Reproduce every one of the following entries verbatim, line by line, without altering anything.

*** Data supplied

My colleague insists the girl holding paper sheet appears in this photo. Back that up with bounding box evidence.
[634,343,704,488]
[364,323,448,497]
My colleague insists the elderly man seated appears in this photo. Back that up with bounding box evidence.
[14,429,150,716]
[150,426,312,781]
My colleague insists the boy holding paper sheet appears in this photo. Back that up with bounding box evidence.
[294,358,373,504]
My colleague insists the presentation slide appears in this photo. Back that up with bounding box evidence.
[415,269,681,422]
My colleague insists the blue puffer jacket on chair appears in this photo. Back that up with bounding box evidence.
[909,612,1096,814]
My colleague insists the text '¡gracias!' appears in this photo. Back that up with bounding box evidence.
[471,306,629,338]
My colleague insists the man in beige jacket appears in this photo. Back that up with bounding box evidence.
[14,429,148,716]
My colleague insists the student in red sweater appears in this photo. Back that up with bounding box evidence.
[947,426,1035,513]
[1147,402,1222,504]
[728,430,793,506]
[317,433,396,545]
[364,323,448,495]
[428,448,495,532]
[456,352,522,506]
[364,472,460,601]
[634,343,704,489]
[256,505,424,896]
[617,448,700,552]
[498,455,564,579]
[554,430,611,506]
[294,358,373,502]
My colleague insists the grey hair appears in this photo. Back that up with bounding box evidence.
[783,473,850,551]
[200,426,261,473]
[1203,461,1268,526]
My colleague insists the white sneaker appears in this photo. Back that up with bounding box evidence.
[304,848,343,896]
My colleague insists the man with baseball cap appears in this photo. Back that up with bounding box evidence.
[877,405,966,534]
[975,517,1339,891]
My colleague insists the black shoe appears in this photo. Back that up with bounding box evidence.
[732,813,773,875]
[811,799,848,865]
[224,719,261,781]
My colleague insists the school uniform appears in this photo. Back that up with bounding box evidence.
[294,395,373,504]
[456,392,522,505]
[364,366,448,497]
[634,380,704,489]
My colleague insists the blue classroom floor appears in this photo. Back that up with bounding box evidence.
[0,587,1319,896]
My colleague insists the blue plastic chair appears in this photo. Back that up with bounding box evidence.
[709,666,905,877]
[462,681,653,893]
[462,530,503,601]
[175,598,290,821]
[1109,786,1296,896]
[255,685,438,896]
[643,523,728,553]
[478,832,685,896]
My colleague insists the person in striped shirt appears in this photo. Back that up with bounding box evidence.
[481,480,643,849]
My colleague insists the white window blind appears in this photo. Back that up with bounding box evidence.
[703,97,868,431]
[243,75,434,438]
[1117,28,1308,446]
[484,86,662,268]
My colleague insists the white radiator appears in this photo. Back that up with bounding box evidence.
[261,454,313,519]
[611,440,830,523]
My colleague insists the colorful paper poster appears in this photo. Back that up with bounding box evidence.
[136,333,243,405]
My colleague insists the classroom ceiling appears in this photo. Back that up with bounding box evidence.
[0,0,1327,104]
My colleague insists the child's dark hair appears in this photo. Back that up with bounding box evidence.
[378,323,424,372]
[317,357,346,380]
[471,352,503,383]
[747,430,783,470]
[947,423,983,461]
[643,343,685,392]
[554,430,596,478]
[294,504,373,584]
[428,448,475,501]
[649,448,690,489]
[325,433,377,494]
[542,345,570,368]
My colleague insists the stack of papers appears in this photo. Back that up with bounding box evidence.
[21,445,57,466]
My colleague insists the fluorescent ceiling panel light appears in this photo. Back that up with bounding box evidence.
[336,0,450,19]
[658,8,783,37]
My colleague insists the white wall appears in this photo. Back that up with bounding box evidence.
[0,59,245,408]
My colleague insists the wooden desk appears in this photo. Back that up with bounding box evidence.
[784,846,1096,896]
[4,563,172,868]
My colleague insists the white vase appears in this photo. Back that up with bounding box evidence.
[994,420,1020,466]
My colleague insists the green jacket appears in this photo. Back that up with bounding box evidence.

******

• **The result**:
My colleague insists the girl holding paper sheet appears in this photo. Back that up with bounding box evidence.
[634,343,704,488]
[364,323,448,497]
My colleague insists the elderly man seated appears in this photo. Back that up with bounding box evidence.
[14,429,150,716]
[150,426,312,781]
My colleague insists the boy holding paper sheet appears in this photo. Back that up with bounding box evidence.
[294,358,373,504]
My colleague insists the presentation slide appears in this photo. Back that up with bounding box evidence.
[415,269,681,422]
My colleague insists the blue puffer jacket on chair appears in this photo. Back that up with bounding box evidence.
[909,612,1096,814]
My colleague insists the text '¡gracias!' appears in this photo. Back that up with bounding box evidence.
[471,306,629,338]
My colleague insists the man in beige jacket appears in this photo. Back that up with bounding box evidence.
[14,429,148,716]
My colleague insists the student in red sweater appears in this photo. Back that up with bounding box evidence.
[947,426,1035,513]
[1147,402,1222,504]
[728,430,793,506]
[317,433,396,545]
[364,323,448,495]
[428,448,495,532]
[456,352,522,506]
[364,472,460,601]
[634,343,704,489]
[256,505,424,896]
[617,448,700,552]
[498,455,564,579]
[554,430,611,506]
[294,358,373,502]
My colleague insists the grey hair appears in this photo. Back that up with bounding box evidence.
[783,473,850,551]
[200,426,261,473]
[1203,461,1268,526]
My colleague insists the white sneaker appears in this photo. Back that up with bounding box evidence.
[304,848,343,896]
My colleague insists the man with baseball cap appears in this photo. Back that up with bounding box evidence.
[877,405,966,534]
[975,517,1339,891]
My colleague insists the black shoe appears in this photo. Back that up with bounding box evidence.
[732,813,773,875]
[811,799,848,865]
[224,719,261,781]
My colleague insists the school uniform appears in this photo. Back that up with bounding box evidence.
[294,395,373,504]
[456,392,522,505]
[364,366,448,497]
[634,380,704,489]
My colleague insists the blue classroom floor appears in this photo. Back that up with bounding box evidence.
[0,587,1319,896]
My colleague insists the blue plastic chair appears in this photo. Back that up with bounding box evidence.
[709,666,905,877]
[462,681,653,893]
[462,530,503,601]
[175,598,290,821]
[1109,786,1296,896]
[255,685,438,896]
[643,523,728,553]
[478,832,685,896]
My colleague insists the person in striped shirt appears in this photo. Back that up with bounding box evidence.
[481,480,643,849]
My colleague insists the white window blind appears in this photo. Back that up with bounding box evidence.
[703,97,868,431]
[243,75,434,438]
[1117,28,1308,446]
[484,86,662,268]
My colleague insists the white radiator appears in this photo. Back that up with bounding box evidence.
[261,454,313,519]
[611,440,830,523]
My colleague insists the colorful paper poster appears in this photo. Back that up with bounding box evidence.
[136,333,243,405]
My colleague insists the classroom ceiling appears in this photo. Back that up with bounding box evidence.
[0,0,1327,104]
My colleague insists the child's dark hair appears in this photo. Back that up with bounding box evidence.
[378,323,424,372]
[317,357,346,380]
[471,352,503,383]
[747,430,783,470]
[947,423,983,461]
[643,343,685,392]
[554,430,596,478]
[294,504,373,584]
[428,448,475,501]
[649,448,690,489]
[325,433,377,494]
[542,345,570,368]
My colleague insists the stack of papers appears in this photo. Back that up with bounding box evidence.
[21,445,57,466]
My colleague insists the fluorescent ceiling panel light appears in this photo. Back that up with bounding box evidence.
[336,0,450,19]
[658,8,783,37]
My colleague insists the white wall appears in this photo. Back that up with bounding box evidence.
[0,59,245,408]
My colleague insists the wooden desk appears in this photo. Back that up with bounding box evidence.
[784,846,1096,896]
[4,563,172,868]
My colleague insists the white vase appears in this photo. Back that up with bounding box evidence.
[994,420,1020,466]
My colleague insists the green jacket appears in this photo. Back that up with bounding box evidence.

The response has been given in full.